— START OF Records for the task —

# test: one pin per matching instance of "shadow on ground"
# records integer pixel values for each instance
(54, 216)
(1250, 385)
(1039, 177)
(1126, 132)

— END OF Records for the task —

Print every one of the records above again, unchanged and line for line.

# test: one pin per matching instance of "shadow on ground"
# records integer pixel values for each instance
(54, 216)
(1250, 385)
(1039, 177)
(1126, 132)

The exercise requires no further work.